== Teks Sumber ==
:::::

Filosofis, Makna Terdalam Takbir Adalah Pengakuan Bahwa Hanya Allah Yang Maha Besar.

Subulussalam,Aceh|Jejakperistiwa.online, -Oleh:Abu Muda Tgk.Agustari Husni,S.Pd.I.Apabila tiba waktunya, kita akan melepas bulan Ramadhan dengan takbir.Allah SWT berfirman, “Dan hendaklah kamu mencukupkan bilangannya dan hendaklah kamu mengagungkan Allah atas petunjuk-Nya yang diberikan kepadamu, supaya kamu bersyukur.” (QS. al-Baqarah/2: 185).  Yang dimaksud mengagungkan Allah SWT adalah bertakbir.
Takbir yang dikumandangkan ini termasuk takbir mursal, yakni takbir yang dapat dibaca kapan saja dan tidak harus mengikuti shalat fardhu seperti halnya takbir muqayyad. Takbir muqayyad (takbir yang tertentu waktunya) merupakan zikir yang biasa dibaca seusai shalat fardhu. Dari segi irama, kedua jenis takbir ini juga berbeda tempo dan dinamikanya.

:::::

== Kutipan Materi ==

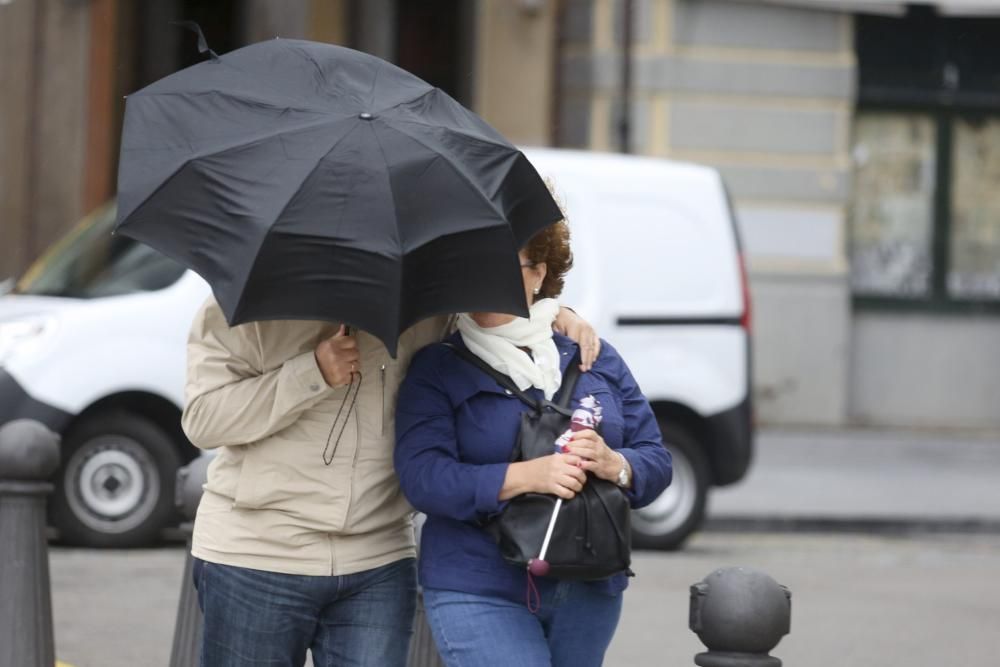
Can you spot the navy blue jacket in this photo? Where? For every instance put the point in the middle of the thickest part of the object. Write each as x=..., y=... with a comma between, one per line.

:::::

== Daftar Tugas ==
A. Jawablah pertanyaan berikut berdasarkan teks tentang takbir.
(i) Ayat Al-Qur'an mana yang dikutip dalam teks?
(ii) Apa yang dimaksud dengan mengagungkan Allah SWT menurut teks?
(iii) Kapan takbir muqayyad biasa dibaca?
B. Tentukan apakah setiap pernyataan berikut sesuai dengan teks tentang takbir, lalu jawab ya atau tidak disertai kutipan kata-kata teks yang menjadi dasarnya.
(i) Takbir yang dikumandangkan untuk melepas bulan Ramadhan termasuk takbir muqayyad.
(ii) Takbir mursal dapat dibaca kapan saja.
(iii) Takbir mursal dan takbir muqayyad memiliki irama yang sama.
Materi tersebut tidak berhubungan dengan teks tentang takbir.

== Jawaban Tugas ==
A.
(i) QS. al-Baqarah/2: 185.
(ii) Bertakbir.
(iii) Seusai shalat fardhu.

B.
(i) Tidak: "Takbir yang dikumandangkan ini termasuk takbir mursal".
(ii) Ya: "takbir yang dapat dibaca kapan saja".
(iii) Tidak: "kedua jenis takbir ini juga berbeda tempo dan dinamikanya".